→ PROBLEMS TO WORK ON
A: Translate this sentence from the farming column into Spanish: "The show 'will go on' but maybe not on the huge scale that we have become used to, promised its CEO Alan Laidlaw, this week."
B: From the farming column, extract the text between "ON a more positive" and "by June, 2021!", inclusive.
C: In the farming column, what percentage of US chicken did experts allegedly find e-coli in?

→ PAGE EXTRACT
- - -

It's not so much the vaunted 'fig leaf' that will be needed to cover over the monumental balls-up that happened this week regarding the voting down of amendments to the Agriculture Bill. It'll need to be a Blacks of Greenock tarpaulin.

The fact is, in the event of a no deal Brexit, this country will be used as a dumping ground for cheap food from many parts of the globe, with absolutely no assurances that even a smidgeon of it will have been produced to the rigorous standards that are applied, expected and, indeed, inspected for in the UK.

While there have been glib assurances from many politicians that animal welfare and health and hygiene standards will be upheld, the disingenuous nature of Brexit negotiations so far would tend to suggest that lip service it will remain.

A worryingly depressing documentary aired this week by Channel 4 on the eve of the vote in the House of Commons only served to hammer home what the prospect is, not just for the farming industry, but the Great British consumer it has served well for generations, from a veritable avalanche of inferior food products that are about to be sucked into the UK if Brexit negotiations falter.

Facts like 90% of all turkey meat destined for US supermarkets were allegedly infected with e-coli and that US pork was up to six times more likely to have salmonella than UK pork, were brought to the fore in this investigative piece. Furthermore, it alleged that e-coli was found by experts in 80% of US chicken, 70% of beef and 60% of pork.

Those are shocking statistics and, if true, would be more than just a metaphorical death knell for much of our home-bred livestock industry, but a literal funeral toll for the people who consume it. This is far too important a topic for the industry to accept that it will be able to do a 'I told you so' somewhere further down the line. This has to be stopped now before something disastrous happens.

Show goes on

ON a more positive note, it's great to see the resilience of the farming industry typified by the positive attitude being shown by the RHASS, the organiser of our flagship Royal Highland Show.

The show 'will go on' but maybe not on the huge scale that we have become used to, promised its CEO Alan Laidlaw, this week. That's great news all round. It's also sad, but inevitable, that the show has had to show due cognisance of a major downturn in its fortunes by striving to put its own 'house' in order to take account of what will be a very different event, especially if we cannot beat, or vaccinate against this damned coronavirus by then. We can only hope for the positivity of negative tests by June, 2021!

- - -

Image-grounded pointing data:
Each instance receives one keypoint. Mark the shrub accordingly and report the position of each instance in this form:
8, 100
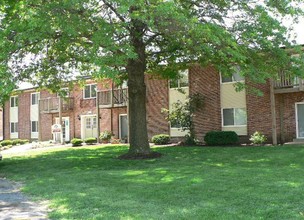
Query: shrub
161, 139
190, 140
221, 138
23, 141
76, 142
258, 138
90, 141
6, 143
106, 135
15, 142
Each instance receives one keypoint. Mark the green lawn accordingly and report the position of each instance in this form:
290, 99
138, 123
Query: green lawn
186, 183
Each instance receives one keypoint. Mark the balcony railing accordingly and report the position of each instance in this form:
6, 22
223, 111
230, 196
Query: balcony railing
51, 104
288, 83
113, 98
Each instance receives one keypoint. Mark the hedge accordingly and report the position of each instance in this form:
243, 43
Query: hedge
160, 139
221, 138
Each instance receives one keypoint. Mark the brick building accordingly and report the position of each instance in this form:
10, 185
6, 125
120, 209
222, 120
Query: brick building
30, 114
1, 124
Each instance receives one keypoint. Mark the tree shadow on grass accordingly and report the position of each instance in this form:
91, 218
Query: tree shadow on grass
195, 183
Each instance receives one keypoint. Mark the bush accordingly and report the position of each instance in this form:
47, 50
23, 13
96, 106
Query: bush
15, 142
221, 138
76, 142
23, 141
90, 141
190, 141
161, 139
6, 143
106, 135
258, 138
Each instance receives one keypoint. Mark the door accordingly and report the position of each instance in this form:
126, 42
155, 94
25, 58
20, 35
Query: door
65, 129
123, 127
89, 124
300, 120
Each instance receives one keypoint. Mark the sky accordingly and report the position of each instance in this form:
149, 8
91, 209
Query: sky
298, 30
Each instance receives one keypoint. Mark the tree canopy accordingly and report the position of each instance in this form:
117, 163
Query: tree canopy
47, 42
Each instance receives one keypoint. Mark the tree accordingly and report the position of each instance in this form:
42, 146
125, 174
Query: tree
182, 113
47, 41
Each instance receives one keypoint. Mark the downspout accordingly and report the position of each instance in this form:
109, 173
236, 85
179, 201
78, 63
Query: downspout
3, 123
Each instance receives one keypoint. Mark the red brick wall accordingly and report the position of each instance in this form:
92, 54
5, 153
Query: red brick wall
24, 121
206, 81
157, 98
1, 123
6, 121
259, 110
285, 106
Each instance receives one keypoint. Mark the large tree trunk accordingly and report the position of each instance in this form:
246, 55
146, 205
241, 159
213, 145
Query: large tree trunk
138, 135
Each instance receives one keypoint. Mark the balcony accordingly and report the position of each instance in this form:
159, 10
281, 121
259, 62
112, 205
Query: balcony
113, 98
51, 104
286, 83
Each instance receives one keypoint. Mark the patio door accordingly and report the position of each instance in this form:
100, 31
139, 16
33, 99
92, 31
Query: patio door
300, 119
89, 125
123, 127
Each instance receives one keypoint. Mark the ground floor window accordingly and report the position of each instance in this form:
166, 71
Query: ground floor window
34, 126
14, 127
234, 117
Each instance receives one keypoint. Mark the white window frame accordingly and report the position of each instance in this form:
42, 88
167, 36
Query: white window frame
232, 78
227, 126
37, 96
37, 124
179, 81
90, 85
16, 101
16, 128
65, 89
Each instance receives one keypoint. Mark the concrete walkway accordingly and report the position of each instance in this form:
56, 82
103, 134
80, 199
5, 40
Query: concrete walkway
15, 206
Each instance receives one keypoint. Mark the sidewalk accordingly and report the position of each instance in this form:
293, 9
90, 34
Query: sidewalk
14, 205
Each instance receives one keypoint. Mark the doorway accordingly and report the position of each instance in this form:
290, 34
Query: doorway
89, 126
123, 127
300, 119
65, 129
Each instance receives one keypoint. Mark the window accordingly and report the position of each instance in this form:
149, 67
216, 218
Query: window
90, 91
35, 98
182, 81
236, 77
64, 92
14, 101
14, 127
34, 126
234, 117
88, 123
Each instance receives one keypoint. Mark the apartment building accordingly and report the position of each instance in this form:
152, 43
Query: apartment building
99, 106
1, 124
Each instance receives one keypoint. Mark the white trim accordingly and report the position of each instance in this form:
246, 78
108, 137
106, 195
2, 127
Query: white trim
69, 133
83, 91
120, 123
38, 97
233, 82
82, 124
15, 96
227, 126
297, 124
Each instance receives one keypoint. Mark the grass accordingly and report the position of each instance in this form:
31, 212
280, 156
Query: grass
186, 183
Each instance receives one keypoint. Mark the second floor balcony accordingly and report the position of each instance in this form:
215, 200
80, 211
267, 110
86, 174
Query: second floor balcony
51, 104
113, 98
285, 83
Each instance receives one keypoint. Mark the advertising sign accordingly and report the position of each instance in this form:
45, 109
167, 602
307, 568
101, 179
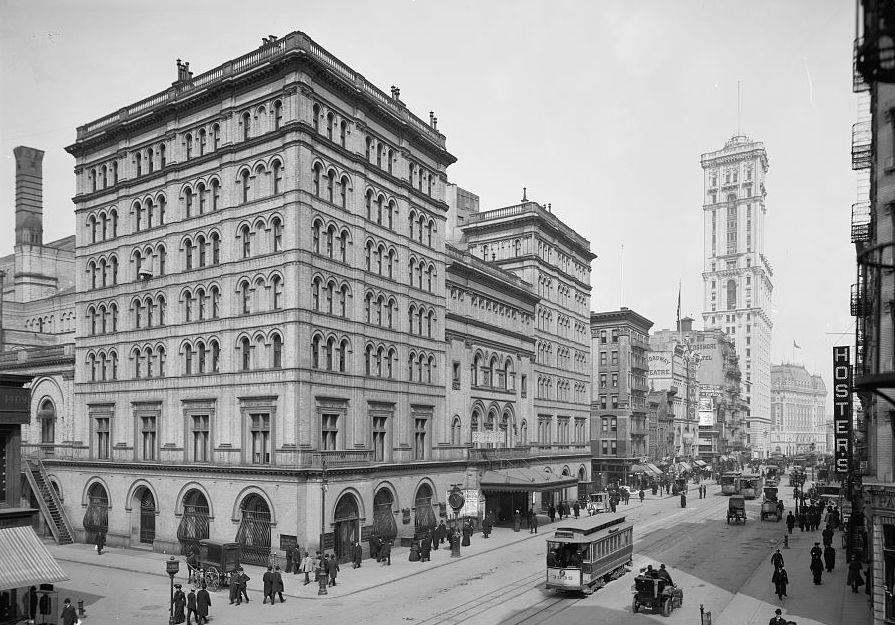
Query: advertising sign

- - -

→ SOLUTIONS BY TASK
A: La feria "seguirá adelante", aunque quizá no a la enorme escala a la que nos hemos acostumbrado, prometió esta semana su director ejecutivo, Alan Laidlaw.

B:
ON a more positive note, it's great to see the resilience of the farming industry typified by the positive attitude being shown by the RHASS, the organiser of our flagship Royal Highland Show.

The show 'will go on' but maybe not on the huge scale that we have become used to, promised its CEO Alan Laidlaw, this week. That's great news all round. It's also sad, but inevitable, that the show has had to show due cognisance of a major downturn in its fortunes by striving to put its own 'house' in order to take account of what will be a very different event, especially if we cannot beat, or vaccinate against this damned coronavirus by then. We can only hope for the positivity of negative tests by June, 2021!

C: 80%